Objectifs:
1. Recopiez le passage de l'article sur Houellebecq qui va de « On n’en sort » à « un peu déstabilisante. », ces deux extrémités comprises.
2. Résumez en quelques phrases le paragraphe de l'article sur Houellebecq qui commence par « Alors faut-il être maso », en conservant ses idées principales.
3. Écrivez la suite de l'article sur Houellebecq, à partir de l'endroit où il s'arrête.

─── Article ───

La lecture d’un roman de Michel Houellebecq est toujours une expérience particulière.
On n’en sort jamais indemne. Après avoir lu "Sérotonine"(paru il y a quelques jours à peine) le choc n’est tout de même pas le même qu’en 1998 quand je venais de terminer "Les particules élémentaires". Mais tout de même. Si la qualité d’une œuvre est de nous bousculer, de laisser une empreinte durable, alors incontestablement les livres de Houellebecq ont de la valeur. Kafka disait qu’un livre doit être « la hache qui brise la mer gelée en nous ». Houellebecq, pourtant chétif et malingre, manie cette hache des mots avec une force telle qu’il brise en effet la mer gelée des tabous de tous ordres et nous place devant une réalité brute toujours un peu déstabilisante.
Alors faut-il être maso pour lire Houellebecq et ses histoires de dé-bandade du mâle mature blanc occidental et de con-sternation de la femelle de même espèce ? On pourra au moins éviter d’en conseiller la lecture aux adolescents… Mais les quadra et plus, eux, pourront y trouver un miroir qui nous renvoie une image que l’on jugera plus ou moins fidèle ou déformée en fonction de notre état d’esprit du moment. Ou en fonction de notre honnêteté. Pas facile à encaisser, c’est sûr. Houellebecq est avant tout lucide, voire extra-lucide. Cette lucidité, écrivait René Char, est « la blessure la plus rapprochée du soleil ». Voilà pourquoi certains y verront surtout une douleur, et d’autres le moyen de s’approcher de la vérité.


Inutile de raconter l’histoire de "Sérotonine". Ni même d’expliquer le titre. Disons seulement que Houellebecq fait du Houellebecq pendant les deux tiers du livre, à grands renforts de « bite, chatte, pédés », sexe hyper cru (et obsession de la fellation), descriptions très neutres de lieux neutres, citations de marques et de personnalités réelles, provocations en tous genres (considérations ethniques, dézinguages divers), désinvolture narrative parfois, avec ce souci permanent de ne laisser aucune issue au désespoir définitif de l’homme « moderne », d’appuyer et de gratter toujours là où ça fait mal. A côté, Schopenhauer (son idole), c’est presque Disney...

─── Données fournies ───

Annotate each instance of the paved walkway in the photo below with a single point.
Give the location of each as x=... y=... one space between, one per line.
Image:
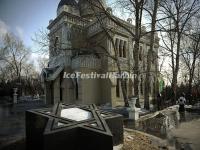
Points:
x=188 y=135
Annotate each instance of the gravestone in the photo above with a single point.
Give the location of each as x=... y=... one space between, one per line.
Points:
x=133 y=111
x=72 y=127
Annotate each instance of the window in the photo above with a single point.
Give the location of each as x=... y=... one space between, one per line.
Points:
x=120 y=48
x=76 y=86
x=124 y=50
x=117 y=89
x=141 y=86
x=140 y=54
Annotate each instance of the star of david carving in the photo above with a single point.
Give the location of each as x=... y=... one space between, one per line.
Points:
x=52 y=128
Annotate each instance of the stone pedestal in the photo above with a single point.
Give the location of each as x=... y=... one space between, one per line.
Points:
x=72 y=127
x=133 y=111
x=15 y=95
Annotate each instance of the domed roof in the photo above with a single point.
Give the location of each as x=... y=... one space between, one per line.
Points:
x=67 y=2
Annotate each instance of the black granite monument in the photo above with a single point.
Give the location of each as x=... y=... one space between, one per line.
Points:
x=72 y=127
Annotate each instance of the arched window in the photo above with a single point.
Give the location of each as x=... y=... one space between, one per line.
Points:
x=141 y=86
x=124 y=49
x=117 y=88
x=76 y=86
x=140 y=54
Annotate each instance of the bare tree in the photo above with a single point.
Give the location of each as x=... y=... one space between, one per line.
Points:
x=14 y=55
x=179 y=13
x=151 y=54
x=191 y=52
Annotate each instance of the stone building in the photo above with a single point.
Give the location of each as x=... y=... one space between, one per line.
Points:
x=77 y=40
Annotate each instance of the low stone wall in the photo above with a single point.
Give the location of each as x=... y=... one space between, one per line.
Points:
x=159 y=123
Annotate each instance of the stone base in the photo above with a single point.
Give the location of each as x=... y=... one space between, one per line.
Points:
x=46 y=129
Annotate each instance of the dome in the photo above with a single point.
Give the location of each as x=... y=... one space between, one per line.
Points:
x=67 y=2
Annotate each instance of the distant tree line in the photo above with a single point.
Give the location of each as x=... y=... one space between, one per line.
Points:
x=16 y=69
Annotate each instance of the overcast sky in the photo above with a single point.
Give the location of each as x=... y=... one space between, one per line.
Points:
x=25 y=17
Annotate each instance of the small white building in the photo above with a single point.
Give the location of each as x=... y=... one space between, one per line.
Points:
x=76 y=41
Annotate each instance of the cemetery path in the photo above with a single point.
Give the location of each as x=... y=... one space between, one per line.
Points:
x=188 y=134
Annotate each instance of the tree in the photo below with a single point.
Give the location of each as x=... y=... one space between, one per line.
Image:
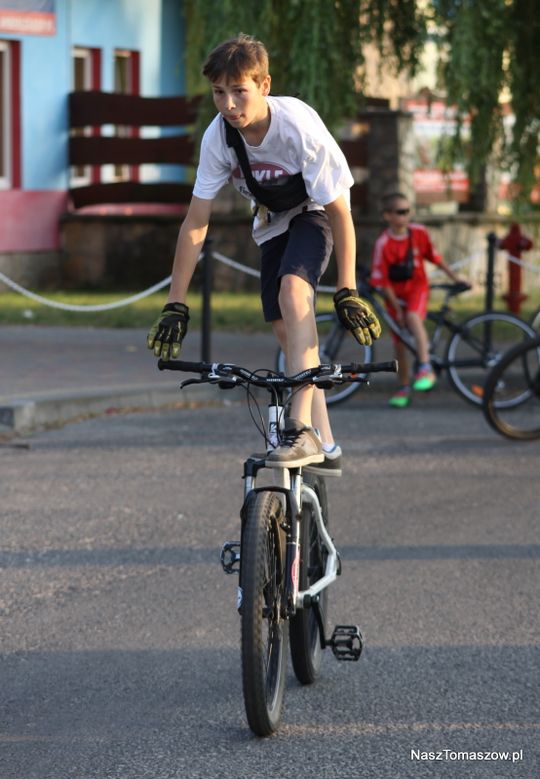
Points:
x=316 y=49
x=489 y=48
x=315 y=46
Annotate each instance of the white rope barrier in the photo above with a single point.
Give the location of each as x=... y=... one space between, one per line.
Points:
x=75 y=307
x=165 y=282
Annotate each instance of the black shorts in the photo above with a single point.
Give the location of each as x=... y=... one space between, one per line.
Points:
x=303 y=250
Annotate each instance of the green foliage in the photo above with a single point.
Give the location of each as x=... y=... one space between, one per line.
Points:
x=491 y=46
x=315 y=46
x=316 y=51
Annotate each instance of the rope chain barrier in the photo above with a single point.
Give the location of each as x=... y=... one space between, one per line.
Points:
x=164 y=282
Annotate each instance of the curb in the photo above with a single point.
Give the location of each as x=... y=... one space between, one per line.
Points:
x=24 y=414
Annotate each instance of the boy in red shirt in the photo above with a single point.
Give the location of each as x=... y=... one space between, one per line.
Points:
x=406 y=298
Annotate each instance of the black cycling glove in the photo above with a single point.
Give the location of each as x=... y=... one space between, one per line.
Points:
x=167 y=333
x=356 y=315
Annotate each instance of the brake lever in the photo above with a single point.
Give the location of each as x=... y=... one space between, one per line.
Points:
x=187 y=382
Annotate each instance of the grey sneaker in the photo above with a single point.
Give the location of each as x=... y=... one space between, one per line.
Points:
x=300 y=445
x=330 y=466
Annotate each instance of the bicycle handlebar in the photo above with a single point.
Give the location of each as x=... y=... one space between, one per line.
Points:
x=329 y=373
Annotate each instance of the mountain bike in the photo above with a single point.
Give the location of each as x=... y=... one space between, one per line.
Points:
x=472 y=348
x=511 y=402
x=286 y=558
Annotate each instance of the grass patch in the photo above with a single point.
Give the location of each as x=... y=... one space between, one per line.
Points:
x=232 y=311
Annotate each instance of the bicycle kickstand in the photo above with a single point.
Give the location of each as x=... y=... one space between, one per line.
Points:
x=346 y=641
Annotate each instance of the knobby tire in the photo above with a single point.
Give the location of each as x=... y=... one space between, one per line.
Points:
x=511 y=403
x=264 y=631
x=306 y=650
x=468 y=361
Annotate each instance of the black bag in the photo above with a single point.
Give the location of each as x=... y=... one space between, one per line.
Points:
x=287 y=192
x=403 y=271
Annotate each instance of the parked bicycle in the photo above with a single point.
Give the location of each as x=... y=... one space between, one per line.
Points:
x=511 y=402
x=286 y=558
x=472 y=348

───

Résultats par tâche:
1.
On n’en sort jamais indemne. Après avoir lu "Sérotonine"(paru il y a quelques jours à peine) le choc n’est tout de même pas le même qu’en 1998 quand je venais de terminer "Les particules élémentaires". Mais tout de même. Si la qualité d’une œuvre est de nous bousculer, de laisser une empreinte durable, alors incontestablement les livres de Houellebecq ont de la valeur. Kafka disait qu’un livre doit être « la hache qui brise la mer gelée en nous ». Houellebecq, pourtant chétif et malingre, manie cette hache des mots avec une force telle qu’il brise en effet la mer gelée des tabous de tous ordres et nous place devant une réalité brute toujours un peu déstabilisante.

2. Lire Houellebecq et ses histoires de débandade du mâle blanc occidental mûr et de consternation de la femme n'est pas à conseiller aux adolescents. Les lecteurs de quarante ans et plus y trouveront en revanche un miroir. Selon leur état d'esprit ou leur honnêteté, ils le jugeront plus ou moins fidèle, et il reste difficile à encaisser. Houellebecq est avant tout lucide, voire extra-lucide. Pour René Char, la lucidité est « la blessure la plus rapprochée du soleil ». Certains y verront donc surtout une douleur, d'autres un moyen d'approcher la vérité.

3.
Attention ! Comme d’habitude il le fait avec une écriture qui n’appartient qu’à lui (qu’on arrête de dire qu’il n’a pas de « style ») et un ton absolument unique lui aussi, exprimant les constats les plus déprimants en des termes souvent hilarants. C’est tellement noir que ça finit par être risible. L’humour, chez Houellebecq, c’est quelque chose ! Finalement il est un grand romantique : il réussit à merveille le fameux « mélange des genres », tragique et comique, cher à Hugo et ses potes des années 1830.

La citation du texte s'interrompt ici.